WHAT TO DO -
- 1) According to the text on renovating existing homes, how many homes in Canada were built before 1980?
- 2) Set down the records word for word, starting at the line that contains "For the benchmark, point to the fan downrod" and ending at the end of the records, with both ends included.

EXTRACTED TEXT -
The only way the goal can be achieved is if we renovate the existing housing stock to make it more energy efficient. Canada has 7 million homes that were built before 1980. That’s a lot of opportunity for renovators.

The New Plan: “Alterations to Existing Buildings”

All levels of government are serious about meeting the GHG targets by 2030. To get us there, they have only two methods: they can persuade, or they can regulate.

Persuasion comes in the form of grants, low-interest loans, or tax credits. It makes the offer too enticing for a building owner to refuse. Regulation, on the other hand, removes the element of choice. It mandates minimum levels of performance and enforces it through inspections. A combination of both persuasion and regulation is considered in the draft CCBFC policy paper “Alterations to Existing Buildings” to drive improvements in the energy efficiency, accessibility, seismic resistance, structural integrity, and fire safety of existing homes.

The Roll Out

The policy paper proposes that when new requirements for renovation are adopted, they will not immediately apply to all existing buildings. In other words, homeowners will not get a notice from government to renovate their residences for energy efficiency. Instead, it is proposed that new requirements will come into play only once they have been “triggered.” What will trigger the new code requirements? First, the change to the building must be a voluntary decision by the building owner. Then, depending on the scope of the work and the changes being made, the building code will specify if the changes being made “trigger” the new requirements. If they do, the code will also specify which aspects of that building will need to be upgraded. The extent to which the home needs to be upgraded will fall somewhere between its existing state and minimums of the current code.

For example: Let’s say an owner decides to alter, upgrade, or change the function of a building. This could trigger improvements to the energy efficiency, accessibility, seismic resistance, structural integrity, or fire safety to meet the current code. That scope will obviously mean more work than the owner had originally intended, so to fund this extra work there will need to be persuasive tools such as incentives, grants, and/or tax credits.

What are the Triggers?

At this stage everything about “Alterations to Existing Buildings” is “proposed”. Nothing has been approved or decided upon. The following content is intended to provide you with information, but please note that any of this can – and likely will – change before it is finalized.

Coordinate labeling data -

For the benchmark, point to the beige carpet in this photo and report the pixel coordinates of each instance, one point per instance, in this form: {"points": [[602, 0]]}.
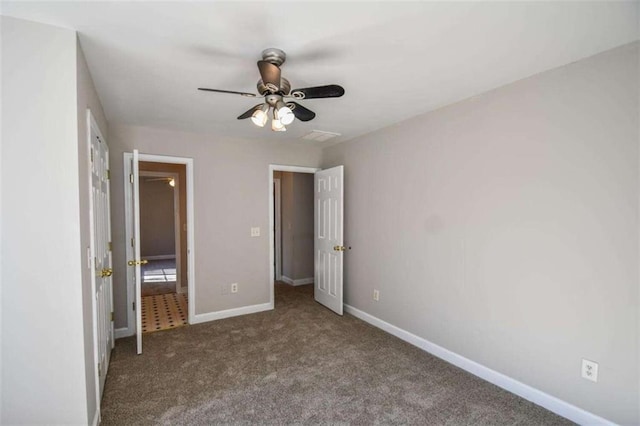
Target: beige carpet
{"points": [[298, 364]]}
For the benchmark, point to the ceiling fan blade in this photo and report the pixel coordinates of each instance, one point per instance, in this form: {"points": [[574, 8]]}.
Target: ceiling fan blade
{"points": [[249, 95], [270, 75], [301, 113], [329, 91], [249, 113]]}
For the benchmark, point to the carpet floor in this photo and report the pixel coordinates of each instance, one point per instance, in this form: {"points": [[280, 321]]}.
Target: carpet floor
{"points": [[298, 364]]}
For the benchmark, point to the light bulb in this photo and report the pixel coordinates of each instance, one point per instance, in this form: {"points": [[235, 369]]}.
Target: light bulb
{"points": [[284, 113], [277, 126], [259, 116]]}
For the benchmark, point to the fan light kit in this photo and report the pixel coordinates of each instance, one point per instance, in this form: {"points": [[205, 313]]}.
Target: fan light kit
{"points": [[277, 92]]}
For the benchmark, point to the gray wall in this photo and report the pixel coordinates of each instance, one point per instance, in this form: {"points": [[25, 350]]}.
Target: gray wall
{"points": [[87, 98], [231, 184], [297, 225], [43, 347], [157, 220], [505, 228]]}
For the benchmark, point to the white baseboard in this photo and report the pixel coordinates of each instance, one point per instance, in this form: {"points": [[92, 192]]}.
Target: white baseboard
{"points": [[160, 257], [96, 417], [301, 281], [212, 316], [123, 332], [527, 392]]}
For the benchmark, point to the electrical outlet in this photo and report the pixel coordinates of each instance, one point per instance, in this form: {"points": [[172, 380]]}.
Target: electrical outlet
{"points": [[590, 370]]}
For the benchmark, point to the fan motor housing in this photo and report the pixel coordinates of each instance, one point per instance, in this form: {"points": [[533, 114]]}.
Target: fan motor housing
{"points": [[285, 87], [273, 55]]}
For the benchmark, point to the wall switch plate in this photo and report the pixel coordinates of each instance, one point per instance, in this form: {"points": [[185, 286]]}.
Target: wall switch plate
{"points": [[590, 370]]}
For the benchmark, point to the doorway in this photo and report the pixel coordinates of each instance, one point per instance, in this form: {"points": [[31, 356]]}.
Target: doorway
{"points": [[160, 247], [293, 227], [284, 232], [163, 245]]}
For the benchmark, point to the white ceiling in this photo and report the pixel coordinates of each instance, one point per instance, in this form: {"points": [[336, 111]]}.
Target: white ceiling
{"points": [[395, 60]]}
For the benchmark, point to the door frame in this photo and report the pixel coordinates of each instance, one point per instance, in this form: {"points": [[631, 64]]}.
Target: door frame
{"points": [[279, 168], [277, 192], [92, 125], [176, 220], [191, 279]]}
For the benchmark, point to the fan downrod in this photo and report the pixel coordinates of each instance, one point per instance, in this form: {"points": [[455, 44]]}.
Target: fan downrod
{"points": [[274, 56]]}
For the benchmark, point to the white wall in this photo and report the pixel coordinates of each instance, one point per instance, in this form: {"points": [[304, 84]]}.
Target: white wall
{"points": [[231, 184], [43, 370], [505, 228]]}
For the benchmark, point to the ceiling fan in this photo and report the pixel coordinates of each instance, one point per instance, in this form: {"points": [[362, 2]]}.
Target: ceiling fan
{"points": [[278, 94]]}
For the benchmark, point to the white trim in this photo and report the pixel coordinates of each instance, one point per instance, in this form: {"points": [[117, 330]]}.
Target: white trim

TASK RESULTS -
- 1) Canada has 7 million homes that were built before 1980.

- 2)
For the benchmark, point to the fan downrod in this photo and report the pixel coordinates of each instance, one point per instance, in this form: {"points": [[455, 44]]}.
Target: fan downrod
{"points": [[274, 56]]}
For the benchmark, point to the white wall in this photo and report the pixel coordinates of each instance, one point per instance, in this form: {"points": [[304, 84]]}.
Target: white wall
{"points": [[231, 184], [43, 370], [505, 228]]}
For the benchmark, point to the ceiling fan in this photo and report the pixel coordinates of each instance, one point per instance, in this form: {"points": [[362, 2]]}.
Target: ceiling fan
{"points": [[278, 94]]}
For the benchmark, point to the white trim in this photo and report the pixel coordinates of each instance, one point per instance, in this form: {"points": [[117, 330]]}.
Target: white trim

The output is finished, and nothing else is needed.